Directions:
Could you return every record below without changing a word?

···

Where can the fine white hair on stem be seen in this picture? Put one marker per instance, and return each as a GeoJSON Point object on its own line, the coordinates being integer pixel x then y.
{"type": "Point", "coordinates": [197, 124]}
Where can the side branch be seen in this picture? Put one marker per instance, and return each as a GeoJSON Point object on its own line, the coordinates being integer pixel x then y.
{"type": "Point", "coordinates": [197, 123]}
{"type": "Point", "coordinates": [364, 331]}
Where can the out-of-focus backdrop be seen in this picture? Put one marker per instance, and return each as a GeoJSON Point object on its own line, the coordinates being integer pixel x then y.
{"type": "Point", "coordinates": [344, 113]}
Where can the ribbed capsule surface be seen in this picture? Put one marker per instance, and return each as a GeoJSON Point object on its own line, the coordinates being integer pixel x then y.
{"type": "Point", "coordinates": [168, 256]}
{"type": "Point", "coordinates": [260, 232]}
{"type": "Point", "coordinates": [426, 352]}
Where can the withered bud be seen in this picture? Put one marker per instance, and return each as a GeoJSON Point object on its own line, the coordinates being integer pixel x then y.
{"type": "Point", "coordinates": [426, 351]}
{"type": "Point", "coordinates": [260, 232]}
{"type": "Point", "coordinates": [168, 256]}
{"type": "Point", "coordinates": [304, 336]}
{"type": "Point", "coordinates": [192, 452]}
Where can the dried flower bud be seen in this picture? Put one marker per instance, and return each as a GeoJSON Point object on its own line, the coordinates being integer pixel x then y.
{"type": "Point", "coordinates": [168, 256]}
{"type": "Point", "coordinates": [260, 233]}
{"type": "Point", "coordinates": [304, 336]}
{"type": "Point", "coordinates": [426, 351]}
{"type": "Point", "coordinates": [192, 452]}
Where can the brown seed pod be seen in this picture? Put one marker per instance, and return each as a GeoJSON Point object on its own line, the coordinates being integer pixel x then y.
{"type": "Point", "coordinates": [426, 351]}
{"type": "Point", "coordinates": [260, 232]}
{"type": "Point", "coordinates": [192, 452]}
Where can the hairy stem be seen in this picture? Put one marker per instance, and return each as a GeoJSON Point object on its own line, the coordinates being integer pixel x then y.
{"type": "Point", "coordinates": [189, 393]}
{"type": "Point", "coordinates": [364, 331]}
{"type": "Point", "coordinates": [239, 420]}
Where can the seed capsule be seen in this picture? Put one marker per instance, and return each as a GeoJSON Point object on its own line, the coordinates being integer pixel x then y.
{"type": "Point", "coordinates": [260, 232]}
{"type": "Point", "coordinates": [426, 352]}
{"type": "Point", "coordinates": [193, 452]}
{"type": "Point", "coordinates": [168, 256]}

···

Solution to the exercise:
Where can the fine white hair on stem be seen in this picture? Put one marker per instance, and return each as a GeoJSON Point object on its own line, the coordinates being integer pixel x then y.
{"type": "Point", "coordinates": [197, 124]}
Where can the side branch be seen in this picture? Put one marker per instance, and return each as a GeoJSON Point object on its own line, the coordinates being integer pixel x then y.
{"type": "Point", "coordinates": [197, 123]}
{"type": "Point", "coordinates": [364, 331]}
Where can the out-of-focus backdrop be seen in this picture? Put one marker per instance, and return each as a GeoJSON Point object on its own line, the coordinates being integer pixel x then y.
{"type": "Point", "coordinates": [344, 113]}
Where can the ribbed capsule surface be seen in this picture? Put one marker per instance, and return each as a GeoJSON Point object on its own line, the coordinates being integer pixel x then y.
{"type": "Point", "coordinates": [168, 256]}
{"type": "Point", "coordinates": [260, 232]}
{"type": "Point", "coordinates": [426, 352]}
Where can the withered bud be seen in this picture? Put one marker per instance, and return each as a GeoJSON Point object on its own line, the coordinates being integer pixel x then y.
{"type": "Point", "coordinates": [426, 351]}
{"type": "Point", "coordinates": [260, 232]}
{"type": "Point", "coordinates": [168, 256]}
{"type": "Point", "coordinates": [304, 336]}
{"type": "Point", "coordinates": [192, 452]}
Where can the dried flower bud be seen in this picture? Put one marker per instance, and return each as a GeoJSON Point object on its own line, the coordinates being integer pixel x then y.
{"type": "Point", "coordinates": [168, 256]}
{"type": "Point", "coordinates": [260, 233]}
{"type": "Point", "coordinates": [304, 336]}
{"type": "Point", "coordinates": [426, 351]}
{"type": "Point", "coordinates": [192, 452]}
Where can the brown seed pod be seen in this picture? Put one marker per instance, and return each as a GeoJSON Point object on its own line, the coordinates being integer pixel x then y.
{"type": "Point", "coordinates": [426, 351]}
{"type": "Point", "coordinates": [260, 232]}
{"type": "Point", "coordinates": [192, 452]}
Where can the hairy stem be seen in this picture? Put one marker per instance, and return each as a GeoJSON Point object on its own line, the coordinates being integer pixel x then y.
{"type": "Point", "coordinates": [189, 393]}
{"type": "Point", "coordinates": [364, 331]}
{"type": "Point", "coordinates": [239, 420]}
Where can the seed capsule be seen in this picture? Put one marker per instance, and return each as a GeoJSON Point object on its own line, the coordinates being integer pixel x then y.
{"type": "Point", "coordinates": [260, 232]}
{"type": "Point", "coordinates": [426, 352]}
{"type": "Point", "coordinates": [193, 452]}
{"type": "Point", "coordinates": [168, 256]}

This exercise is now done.